Data shown —
════

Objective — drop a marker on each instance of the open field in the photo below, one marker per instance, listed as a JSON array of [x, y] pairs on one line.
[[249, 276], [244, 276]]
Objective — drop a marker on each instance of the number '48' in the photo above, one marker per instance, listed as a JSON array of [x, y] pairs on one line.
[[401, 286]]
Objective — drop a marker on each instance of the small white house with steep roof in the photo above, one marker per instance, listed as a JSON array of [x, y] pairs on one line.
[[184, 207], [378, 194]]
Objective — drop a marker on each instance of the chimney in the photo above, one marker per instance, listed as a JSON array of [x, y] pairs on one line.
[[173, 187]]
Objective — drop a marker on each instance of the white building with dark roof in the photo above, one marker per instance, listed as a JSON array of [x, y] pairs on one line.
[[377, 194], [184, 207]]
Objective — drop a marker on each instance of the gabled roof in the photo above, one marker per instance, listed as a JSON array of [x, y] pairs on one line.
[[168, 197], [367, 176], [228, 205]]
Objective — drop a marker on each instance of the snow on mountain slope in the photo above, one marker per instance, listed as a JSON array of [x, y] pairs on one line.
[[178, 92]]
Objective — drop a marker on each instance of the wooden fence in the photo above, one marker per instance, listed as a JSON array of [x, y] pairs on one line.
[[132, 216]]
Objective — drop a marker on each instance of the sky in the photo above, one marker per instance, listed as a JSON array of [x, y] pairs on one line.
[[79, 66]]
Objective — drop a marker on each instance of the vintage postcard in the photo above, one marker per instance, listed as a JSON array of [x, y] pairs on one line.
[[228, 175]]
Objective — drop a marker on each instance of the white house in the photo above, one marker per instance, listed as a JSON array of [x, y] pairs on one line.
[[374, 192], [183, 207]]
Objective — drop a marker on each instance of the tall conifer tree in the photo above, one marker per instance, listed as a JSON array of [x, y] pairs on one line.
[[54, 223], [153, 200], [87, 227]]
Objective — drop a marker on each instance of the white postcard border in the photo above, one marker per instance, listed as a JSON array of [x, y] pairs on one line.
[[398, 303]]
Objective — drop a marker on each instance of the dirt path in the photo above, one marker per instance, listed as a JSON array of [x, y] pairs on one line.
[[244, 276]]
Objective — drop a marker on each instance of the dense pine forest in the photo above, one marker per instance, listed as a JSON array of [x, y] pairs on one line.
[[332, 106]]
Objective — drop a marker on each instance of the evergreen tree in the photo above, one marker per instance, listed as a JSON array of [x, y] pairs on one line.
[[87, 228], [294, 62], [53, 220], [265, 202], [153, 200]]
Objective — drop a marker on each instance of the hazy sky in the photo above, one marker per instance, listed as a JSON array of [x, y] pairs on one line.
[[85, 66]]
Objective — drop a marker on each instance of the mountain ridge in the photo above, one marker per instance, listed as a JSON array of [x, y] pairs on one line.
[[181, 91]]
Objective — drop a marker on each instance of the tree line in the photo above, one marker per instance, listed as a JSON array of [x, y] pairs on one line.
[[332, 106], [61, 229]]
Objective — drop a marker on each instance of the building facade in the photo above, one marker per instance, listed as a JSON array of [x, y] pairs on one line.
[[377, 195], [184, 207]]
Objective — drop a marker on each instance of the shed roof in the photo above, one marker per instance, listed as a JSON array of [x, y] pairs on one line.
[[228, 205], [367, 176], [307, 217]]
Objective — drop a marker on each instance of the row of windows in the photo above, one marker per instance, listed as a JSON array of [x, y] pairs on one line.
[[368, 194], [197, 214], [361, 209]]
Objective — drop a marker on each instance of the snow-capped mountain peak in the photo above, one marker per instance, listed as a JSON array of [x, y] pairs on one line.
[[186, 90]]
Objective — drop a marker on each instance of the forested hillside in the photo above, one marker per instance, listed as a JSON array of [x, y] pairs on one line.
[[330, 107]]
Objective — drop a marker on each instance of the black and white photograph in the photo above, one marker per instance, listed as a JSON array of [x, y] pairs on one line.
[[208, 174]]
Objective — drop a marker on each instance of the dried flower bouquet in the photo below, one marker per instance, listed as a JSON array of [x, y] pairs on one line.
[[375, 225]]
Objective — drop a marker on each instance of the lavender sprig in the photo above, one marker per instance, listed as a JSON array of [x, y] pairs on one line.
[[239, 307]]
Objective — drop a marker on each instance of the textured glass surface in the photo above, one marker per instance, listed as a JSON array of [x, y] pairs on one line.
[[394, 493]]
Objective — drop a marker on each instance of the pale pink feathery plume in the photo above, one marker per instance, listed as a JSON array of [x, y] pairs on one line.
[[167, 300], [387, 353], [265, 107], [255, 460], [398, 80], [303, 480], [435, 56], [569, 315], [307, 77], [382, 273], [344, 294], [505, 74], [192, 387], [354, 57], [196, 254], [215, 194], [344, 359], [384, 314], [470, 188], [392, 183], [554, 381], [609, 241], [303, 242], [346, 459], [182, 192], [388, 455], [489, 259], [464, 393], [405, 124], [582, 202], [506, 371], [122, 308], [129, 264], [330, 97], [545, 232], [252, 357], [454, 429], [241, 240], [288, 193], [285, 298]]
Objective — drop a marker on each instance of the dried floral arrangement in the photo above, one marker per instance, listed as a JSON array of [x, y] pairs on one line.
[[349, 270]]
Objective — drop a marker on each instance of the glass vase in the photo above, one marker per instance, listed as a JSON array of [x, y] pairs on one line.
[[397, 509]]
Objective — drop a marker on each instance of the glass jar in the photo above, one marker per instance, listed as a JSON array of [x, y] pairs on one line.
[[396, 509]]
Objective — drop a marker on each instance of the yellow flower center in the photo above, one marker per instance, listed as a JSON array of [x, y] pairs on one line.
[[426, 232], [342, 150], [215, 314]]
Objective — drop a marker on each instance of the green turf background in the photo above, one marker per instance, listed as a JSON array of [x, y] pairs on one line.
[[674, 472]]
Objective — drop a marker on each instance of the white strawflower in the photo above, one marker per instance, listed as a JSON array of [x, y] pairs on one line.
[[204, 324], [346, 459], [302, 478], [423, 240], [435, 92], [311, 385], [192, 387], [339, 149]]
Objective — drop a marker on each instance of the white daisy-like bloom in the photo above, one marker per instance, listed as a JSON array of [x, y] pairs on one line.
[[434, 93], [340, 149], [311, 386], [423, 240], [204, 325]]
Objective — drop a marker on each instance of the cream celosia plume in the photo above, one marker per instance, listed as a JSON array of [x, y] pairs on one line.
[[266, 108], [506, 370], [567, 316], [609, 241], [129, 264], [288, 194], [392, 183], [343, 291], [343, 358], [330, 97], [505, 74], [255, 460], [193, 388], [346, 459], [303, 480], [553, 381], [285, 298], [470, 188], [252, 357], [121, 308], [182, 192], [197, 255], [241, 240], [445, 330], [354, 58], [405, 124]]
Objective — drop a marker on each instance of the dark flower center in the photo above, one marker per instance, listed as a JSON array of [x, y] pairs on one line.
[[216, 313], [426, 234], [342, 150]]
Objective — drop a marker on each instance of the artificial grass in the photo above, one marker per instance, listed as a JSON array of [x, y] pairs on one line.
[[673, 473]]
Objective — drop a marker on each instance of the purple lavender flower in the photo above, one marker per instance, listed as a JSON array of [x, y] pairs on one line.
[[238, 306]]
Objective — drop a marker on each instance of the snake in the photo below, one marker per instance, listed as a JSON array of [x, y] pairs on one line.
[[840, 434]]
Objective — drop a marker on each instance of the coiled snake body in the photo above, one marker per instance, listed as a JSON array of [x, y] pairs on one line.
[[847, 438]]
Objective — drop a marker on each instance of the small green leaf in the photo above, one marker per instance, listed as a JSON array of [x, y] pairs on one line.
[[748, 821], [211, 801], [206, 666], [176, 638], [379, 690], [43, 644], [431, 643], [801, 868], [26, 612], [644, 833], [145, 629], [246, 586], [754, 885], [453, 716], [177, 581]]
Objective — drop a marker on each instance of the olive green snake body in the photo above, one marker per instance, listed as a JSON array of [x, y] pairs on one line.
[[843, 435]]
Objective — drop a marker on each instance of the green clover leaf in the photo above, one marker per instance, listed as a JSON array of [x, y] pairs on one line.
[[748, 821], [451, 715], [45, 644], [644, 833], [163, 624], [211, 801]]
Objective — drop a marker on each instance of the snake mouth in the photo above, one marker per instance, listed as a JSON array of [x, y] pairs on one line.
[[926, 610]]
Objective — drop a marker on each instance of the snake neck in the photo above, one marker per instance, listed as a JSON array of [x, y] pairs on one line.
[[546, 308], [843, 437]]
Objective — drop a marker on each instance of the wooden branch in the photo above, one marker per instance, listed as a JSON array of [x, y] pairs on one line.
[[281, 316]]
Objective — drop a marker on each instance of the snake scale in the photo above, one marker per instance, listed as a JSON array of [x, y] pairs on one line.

════

Job —
Reproduce every line of the material starting at the line that contains "the wooden fence" and ending at the line that contains "[[374, 192], [183, 207]]", both included, with every coordinate in the answers offset by adding 116 to each number. Give back only those lines.

Response to the task —
Objective — drop a marker on each instance of the wooden fence in the photo above, one marker per instance, listed as a JSON array of [x, y] pairs on one line.
[[248, 332]]
Objective — drop a marker on each instance of the sky in the photo above, one marker per instance, listed as a JSON array of [x, y] pairs on one line.
[[195, 182]]
Objective — drop a marker on each instance of the vintage postcard in the photo above, one marker per instance, listed as a JSON array of [x, y] pairs on one line.
[[344, 291]]
Objective — drop a marker on each instance of the white house in the photo above, one marker per instance, listed as a JSON array of [x, y] pairs on one line.
[[490, 308], [299, 323]]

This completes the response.